Extract provided:

The Wings of the Sphinx  (orig. Italian Le ali della sfinge) is a 2006 novel by Andrea Camilleri, translated into English in 2009 by Stephen Sartarelli. It is the eleventh novel in the internationally popular Inspector Montalbano series.

Summary

It's a dark period that Montalbano is going through, especially for his stormy relationship with partner Livia, whom he has recently betrayed with another woman (in the previous episode). Moreover, his police work adds to the personal problems, with administrative frustrations (the precinct is running out of gasoline for their police cars, and there are no new supplies) and operational hindrances from his superiors.

So the usual phone call from Catarella is more than welcome, even though it inevitably comes when the inspector is in the shower. A girl's body has been found in a dump (on a beach in the TV episode), left there as waste to get rid of. Only one distinguishing sign: a sphinx butterfly tattooed on the shoulder. Coroner Pasquano is convinced the actual murder has taken place elsewhere, the day before.

Data excerpts:
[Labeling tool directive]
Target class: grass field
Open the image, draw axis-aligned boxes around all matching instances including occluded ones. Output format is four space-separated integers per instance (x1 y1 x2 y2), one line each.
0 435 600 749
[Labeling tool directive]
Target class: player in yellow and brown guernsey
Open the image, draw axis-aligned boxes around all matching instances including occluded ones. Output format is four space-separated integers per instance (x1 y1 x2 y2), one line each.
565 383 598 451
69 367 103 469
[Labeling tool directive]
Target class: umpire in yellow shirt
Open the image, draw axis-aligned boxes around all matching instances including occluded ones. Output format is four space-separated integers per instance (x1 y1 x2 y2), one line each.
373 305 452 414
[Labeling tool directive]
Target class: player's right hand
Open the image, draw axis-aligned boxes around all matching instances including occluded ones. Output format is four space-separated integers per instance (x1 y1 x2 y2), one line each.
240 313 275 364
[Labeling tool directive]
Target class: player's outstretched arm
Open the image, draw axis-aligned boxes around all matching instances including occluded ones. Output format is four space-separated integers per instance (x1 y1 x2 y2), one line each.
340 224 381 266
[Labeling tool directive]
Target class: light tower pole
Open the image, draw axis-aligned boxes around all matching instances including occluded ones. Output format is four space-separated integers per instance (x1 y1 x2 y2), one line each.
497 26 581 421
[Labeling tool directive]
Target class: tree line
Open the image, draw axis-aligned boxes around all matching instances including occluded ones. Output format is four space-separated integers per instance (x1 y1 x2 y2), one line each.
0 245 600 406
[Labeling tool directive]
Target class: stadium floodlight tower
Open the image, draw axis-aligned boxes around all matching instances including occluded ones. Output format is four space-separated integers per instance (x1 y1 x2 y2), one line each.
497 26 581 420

---

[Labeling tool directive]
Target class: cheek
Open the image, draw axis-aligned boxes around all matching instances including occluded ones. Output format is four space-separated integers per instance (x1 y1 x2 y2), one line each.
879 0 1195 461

Task set:
1 – Answer these questions from the text on The Wings of the Sphinx:
(a) Who translated the novel into English, and in what year?
(b) What is the precinct running out of?
(c) What distinguishing sign is found on the girl's body?
2 – Reproduce the part of the text on The Wings of the Sphinx starting at "The Wings of" and ending at "from his superiors.".

Solutions to the tasks:
1 –
(a) Stephen Sartarelli, in 2009.
(b) Gasoline for their police cars.
(c) A sphinx butterfly tattooed on the shoulder.

2 –
The Wings of the Sphinx  (orig. Italian Le ali della sfinge) is a 2006 novel by Andrea Camilleri, translated into English in 2009 by Stephen Sartarelli. It is the eleventh novel in the internationally popular Inspector Montalbano series.

Summary

It's a dark period that Montalbano is going through, especially for his stormy relationship with partner Livia, whom he has recently betrayed with another woman (in the previous episode). Moreover, his police work adds to the personal problems, with administrative frustrations (the precinct is running out of gasoline for their police cars, and there are no new supplies) and operational hindrances from his superiors.